> **DOCUMENT EXTRACT**:
I don't think this makes the code any more readable, TBH, but if you
prefer it that's OK.  I'd be happier with it if you added a
BUILD_BUG_ON that checks that 1ULL << (PADDR_BITS - 1) is set in the
mask, since that's the main thing we care about.

> -#define SH_L1E_MMIO_MAGIC       0xffffffff00000001ULL
> -#define SH_L1E_MMIO_MAGIC_MASK  0xffffffff00000009ULL
> -#define SH_L1E_MMIO_GFN_MASK    0x00000000fffffff0ULL
> +#define SH_L1E_MMIO_MAGIC       SH_L1E_MAGIC_MASK
> +#define SH_L1E_MMIO_MAGIC_BIT   ((_PAGE_PRESENT | _PAGE_RW | _PAGE_USER) + 1)

IMO this would be more readable as a straight 0x8 (or even _PAGE_PWT).
The ack stands either way.

Cheers,

Tim.

> **DATASET CONTENT**:
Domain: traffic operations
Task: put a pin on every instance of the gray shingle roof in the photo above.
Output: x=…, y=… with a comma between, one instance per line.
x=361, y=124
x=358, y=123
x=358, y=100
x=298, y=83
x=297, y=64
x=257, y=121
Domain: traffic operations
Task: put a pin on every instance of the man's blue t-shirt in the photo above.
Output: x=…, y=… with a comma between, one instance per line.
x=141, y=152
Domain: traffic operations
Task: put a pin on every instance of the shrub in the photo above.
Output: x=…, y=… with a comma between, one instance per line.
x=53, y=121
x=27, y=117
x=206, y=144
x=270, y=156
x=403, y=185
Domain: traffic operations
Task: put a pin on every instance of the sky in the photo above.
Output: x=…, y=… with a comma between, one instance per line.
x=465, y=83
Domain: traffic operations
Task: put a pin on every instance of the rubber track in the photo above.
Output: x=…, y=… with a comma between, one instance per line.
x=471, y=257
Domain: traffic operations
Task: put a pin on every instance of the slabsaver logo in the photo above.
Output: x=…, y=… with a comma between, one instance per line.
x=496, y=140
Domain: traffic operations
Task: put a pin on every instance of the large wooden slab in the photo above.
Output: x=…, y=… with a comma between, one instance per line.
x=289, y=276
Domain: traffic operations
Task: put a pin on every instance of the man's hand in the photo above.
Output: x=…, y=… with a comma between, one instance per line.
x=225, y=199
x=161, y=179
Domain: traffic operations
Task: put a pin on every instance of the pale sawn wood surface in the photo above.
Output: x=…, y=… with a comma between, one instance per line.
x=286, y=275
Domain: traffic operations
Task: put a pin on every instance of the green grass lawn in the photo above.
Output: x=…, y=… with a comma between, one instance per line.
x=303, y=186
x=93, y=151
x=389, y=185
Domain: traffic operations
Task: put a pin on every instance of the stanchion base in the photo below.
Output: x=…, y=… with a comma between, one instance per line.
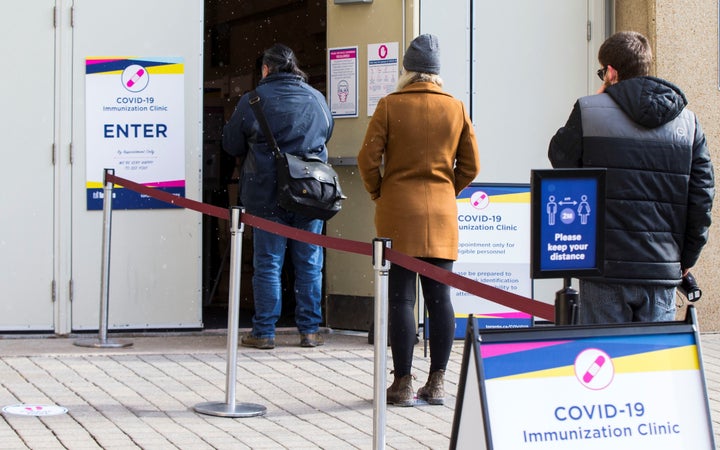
x=99, y=343
x=228, y=410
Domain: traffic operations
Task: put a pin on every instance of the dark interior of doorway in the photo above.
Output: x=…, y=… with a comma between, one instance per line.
x=236, y=33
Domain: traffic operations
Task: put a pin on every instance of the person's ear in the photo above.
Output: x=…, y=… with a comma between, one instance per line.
x=612, y=75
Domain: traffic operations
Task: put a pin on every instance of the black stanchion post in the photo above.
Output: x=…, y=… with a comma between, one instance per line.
x=381, y=267
x=102, y=341
x=566, y=304
x=229, y=408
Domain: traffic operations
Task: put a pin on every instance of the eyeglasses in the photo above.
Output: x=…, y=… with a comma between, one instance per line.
x=601, y=73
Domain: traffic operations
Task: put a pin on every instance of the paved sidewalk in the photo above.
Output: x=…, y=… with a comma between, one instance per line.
x=143, y=396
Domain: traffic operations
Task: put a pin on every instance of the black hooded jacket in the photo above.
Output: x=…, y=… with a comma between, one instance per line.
x=660, y=184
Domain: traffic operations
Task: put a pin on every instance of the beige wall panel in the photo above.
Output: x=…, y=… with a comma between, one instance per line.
x=684, y=36
x=686, y=48
x=358, y=25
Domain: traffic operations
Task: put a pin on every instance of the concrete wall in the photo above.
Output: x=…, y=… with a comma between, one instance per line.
x=684, y=35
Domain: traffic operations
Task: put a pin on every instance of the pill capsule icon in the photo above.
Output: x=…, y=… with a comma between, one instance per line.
x=135, y=77
x=594, y=369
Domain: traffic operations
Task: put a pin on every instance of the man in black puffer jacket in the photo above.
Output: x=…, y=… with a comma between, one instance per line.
x=660, y=184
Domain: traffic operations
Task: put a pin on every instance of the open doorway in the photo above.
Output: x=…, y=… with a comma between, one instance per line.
x=236, y=34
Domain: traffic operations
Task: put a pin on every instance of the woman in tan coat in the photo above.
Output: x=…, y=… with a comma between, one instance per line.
x=419, y=153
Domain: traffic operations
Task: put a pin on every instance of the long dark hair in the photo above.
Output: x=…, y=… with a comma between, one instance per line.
x=280, y=58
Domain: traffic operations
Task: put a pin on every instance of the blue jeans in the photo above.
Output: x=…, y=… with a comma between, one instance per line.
x=619, y=303
x=268, y=259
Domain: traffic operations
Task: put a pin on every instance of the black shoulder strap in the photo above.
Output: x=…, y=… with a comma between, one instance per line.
x=260, y=116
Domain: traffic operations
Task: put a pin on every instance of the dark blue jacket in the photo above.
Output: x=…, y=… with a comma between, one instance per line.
x=660, y=183
x=301, y=123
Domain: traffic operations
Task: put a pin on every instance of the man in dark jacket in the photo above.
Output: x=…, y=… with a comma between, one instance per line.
x=660, y=184
x=301, y=123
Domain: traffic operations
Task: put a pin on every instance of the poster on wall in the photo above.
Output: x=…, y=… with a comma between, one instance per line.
x=343, y=67
x=135, y=124
x=494, y=249
x=382, y=72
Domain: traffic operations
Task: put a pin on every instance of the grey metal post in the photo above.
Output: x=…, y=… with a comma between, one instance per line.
x=381, y=266
x=230, y=408
x=102, y=340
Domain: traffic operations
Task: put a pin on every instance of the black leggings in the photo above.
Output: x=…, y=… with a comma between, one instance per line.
x=401, y=317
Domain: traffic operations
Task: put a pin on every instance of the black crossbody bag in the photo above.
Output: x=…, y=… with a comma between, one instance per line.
x=305, y=185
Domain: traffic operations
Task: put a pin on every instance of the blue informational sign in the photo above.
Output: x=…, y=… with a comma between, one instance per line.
x=568, y=218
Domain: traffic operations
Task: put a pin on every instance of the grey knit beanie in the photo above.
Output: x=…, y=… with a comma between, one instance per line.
x=423, y=55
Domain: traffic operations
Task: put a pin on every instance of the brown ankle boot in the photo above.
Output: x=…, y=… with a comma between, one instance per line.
x=434, y=390
x=400, y=393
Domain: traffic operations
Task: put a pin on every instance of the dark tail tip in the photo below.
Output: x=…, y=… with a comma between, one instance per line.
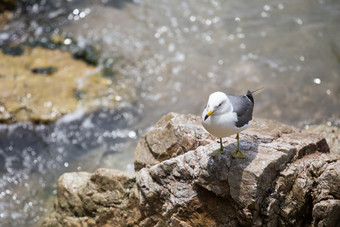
x=250, y=96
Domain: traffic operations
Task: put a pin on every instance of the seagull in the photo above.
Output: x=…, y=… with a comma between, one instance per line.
x=225, y=115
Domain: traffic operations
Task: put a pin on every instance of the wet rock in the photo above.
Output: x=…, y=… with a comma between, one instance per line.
x=45, y=70
x=106, y=197
x=306, y=193
x=287, y=179
x=7, y=5
x=172, y=135
x=331, y=134
x=12, y=50
x=27, y=94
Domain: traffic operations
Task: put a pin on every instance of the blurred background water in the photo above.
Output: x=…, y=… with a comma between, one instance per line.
x=172, y=55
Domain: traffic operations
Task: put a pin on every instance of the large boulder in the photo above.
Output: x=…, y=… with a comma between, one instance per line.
x=106, y=197
x=330, y=133
x=288, y=178
x=173, y=134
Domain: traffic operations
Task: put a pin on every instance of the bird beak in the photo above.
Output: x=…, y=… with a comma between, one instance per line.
x=208, y=114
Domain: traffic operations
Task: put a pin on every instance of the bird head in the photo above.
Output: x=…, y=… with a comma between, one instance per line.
x=218, y=103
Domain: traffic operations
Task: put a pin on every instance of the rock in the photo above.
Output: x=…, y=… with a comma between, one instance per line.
x=7, y=5
x=172, y=135
x=96, y=199
x=287, y=179
x=70, y=84
x=331, y=134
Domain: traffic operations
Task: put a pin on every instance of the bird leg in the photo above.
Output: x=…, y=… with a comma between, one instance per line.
x=218, y=150
x=238, y=153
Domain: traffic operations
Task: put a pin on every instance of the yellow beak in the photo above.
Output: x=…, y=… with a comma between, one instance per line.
x=208, y=114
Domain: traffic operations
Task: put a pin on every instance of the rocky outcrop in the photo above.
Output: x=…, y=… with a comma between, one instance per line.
x=40, y=85
x=173, y=135
x=106, y=197
x=331, y=134
x=288, y=178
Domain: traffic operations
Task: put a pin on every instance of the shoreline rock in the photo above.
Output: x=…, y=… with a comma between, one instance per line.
x=40, y=85
x=288, y=178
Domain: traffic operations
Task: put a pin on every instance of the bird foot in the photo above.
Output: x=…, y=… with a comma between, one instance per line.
x=216, y=152
x=237, y=154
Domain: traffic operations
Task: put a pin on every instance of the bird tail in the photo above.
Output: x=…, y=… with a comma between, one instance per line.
x=256, y=90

> **WHAT THIS EXERCISE ASKS**:
A: Reproduce the patch review verbatim, starting at "I don't think" and ending at "((_PAGE_PRESENT | _PAGE_RW | _PAGE_USER) + 1)".
B: Resume the review of the shadow-paging MMIO macro patch after its last line.

> **ANSWERS PER TASK**:
A:
I don't think this makes the code any more readable, TBH, but if you
prefer it that's OK.  I'd be happier with it if you added a
BUILD_BUG_ON that checks that 1ULL << (PADDR_BITS - 1) is set in the
mask, since that's the main thing we care about.

> -#define SH_L1E_MMIO_MAGIC       0xffffffff00000001ULL
> -#define SH_L1E_MMIO_MAGIC_MASK  0xffffffff00000009ULL
> -#define SH_L1E_MMIO_GFN_MASK    0x00000000fffffff0ULL
> +#define SH_L1E_MMIO_MAGIC       SH_L1E_MAGIC_MASK
> +#define SH_L1E_MMIO_MAGIC_BIT   ((_PAGE_PRESENT | _PAGE_RW | _PAGE_USER) + 1)

B:
Jan Beulich March 8, 2021, 12:05 p.m. UTC | #3
On 08.03.2021 10:39, Tim Deegan wrote:
> At 16:37 +0100 on 05 Mar (1614962265), Jan Beulich wrote:
>> Since we don't need to encode all of the PTE flags, we have enough bits
>> in the shadow entry to store the full GFN. Don't use literal numbers -
>> instead derive the involved values. Or, where derivation would become
>> too ugly, sanity-check the result (invoking #error to identify failure).
>>
>> This then allows dropping from sh_l1e_mmio() again the guarding against
>> too large GFNs.
>>
>> Signed-off-by: Jan Beulich <jbeulich@suse.com>
> 
> Acked-by: Tim Deegan <tim@xen.org>

Thanks.

>> I wonder if the respective check in sh_audit_l1_table() is actually
>> useful to retain with these changes.
> 
> Yes, I think so.  We care about these PTEs being bogus for any reason,
> not just the ones that this could address.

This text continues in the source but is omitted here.